From the material below, copy out every line that contains the string "instance", matching case exactly.

▶ **Records for this task**:
· · · ·
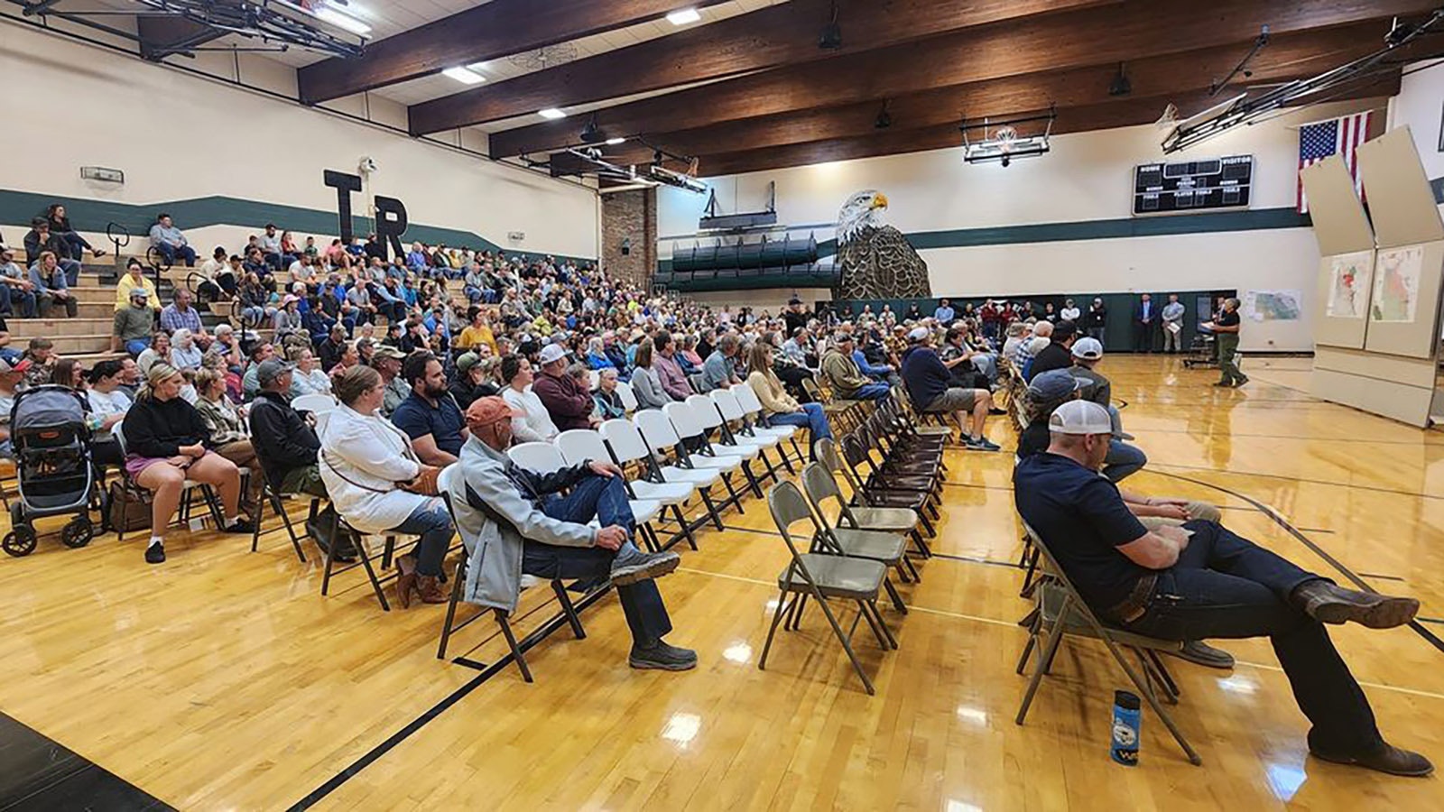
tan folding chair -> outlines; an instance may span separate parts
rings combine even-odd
· · · ·
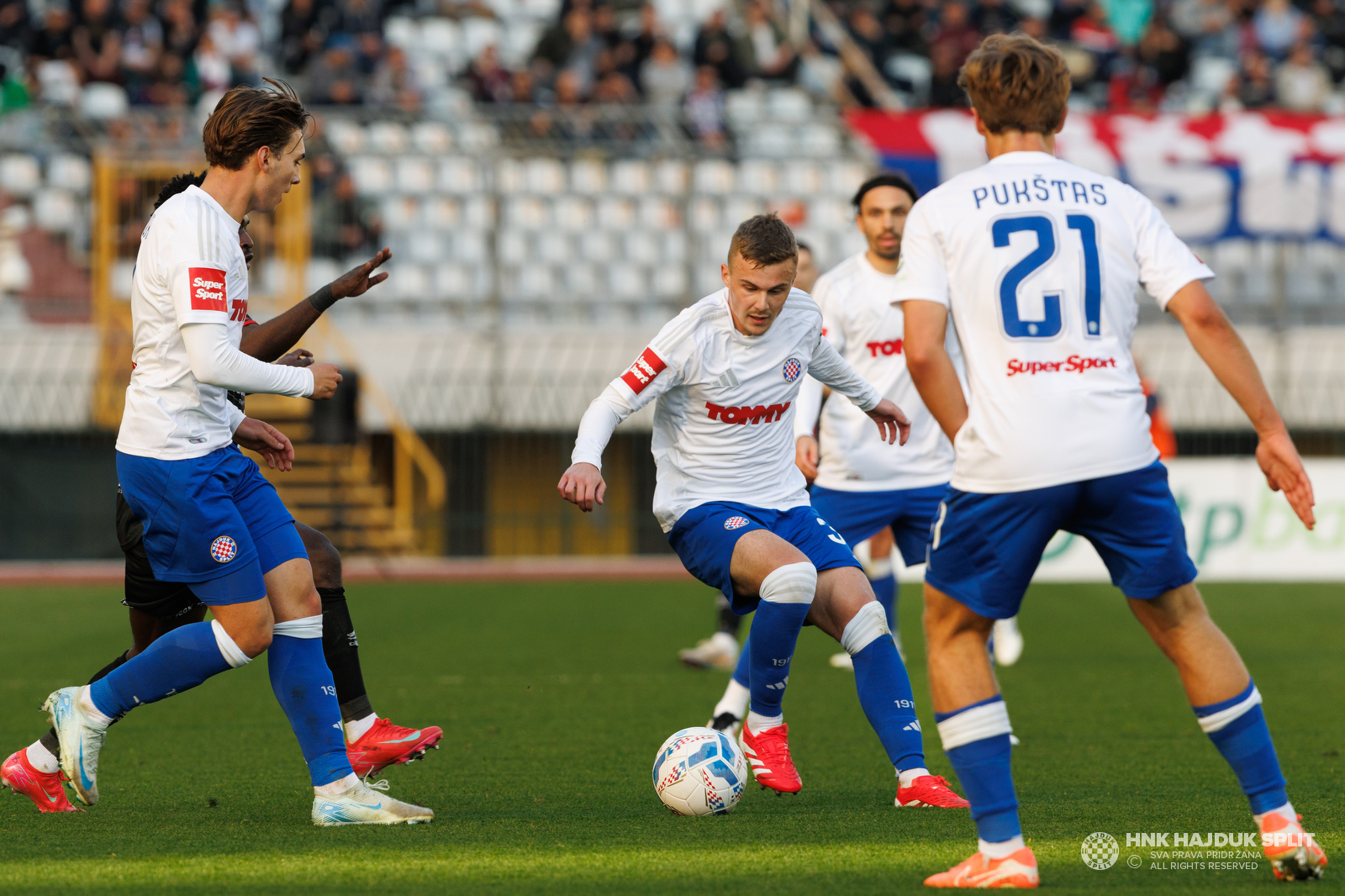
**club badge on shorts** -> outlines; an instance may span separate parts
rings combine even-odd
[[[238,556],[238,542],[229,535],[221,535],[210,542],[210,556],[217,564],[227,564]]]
· · · ·
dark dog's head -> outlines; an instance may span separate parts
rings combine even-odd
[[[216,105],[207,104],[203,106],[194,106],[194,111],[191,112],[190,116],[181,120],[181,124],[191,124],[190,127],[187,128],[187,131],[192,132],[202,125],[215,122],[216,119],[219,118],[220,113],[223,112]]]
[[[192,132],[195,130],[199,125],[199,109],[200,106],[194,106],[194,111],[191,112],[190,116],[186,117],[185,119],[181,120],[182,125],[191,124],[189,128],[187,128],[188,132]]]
· · · ·
▶ **Result of this exercise**:
tan folding chair -> outlines; an instance may span separate parts
**club badge on shorts** -> outlines; an instance may span separate parts
dark dog's head -> outlines; an instance may span separate parts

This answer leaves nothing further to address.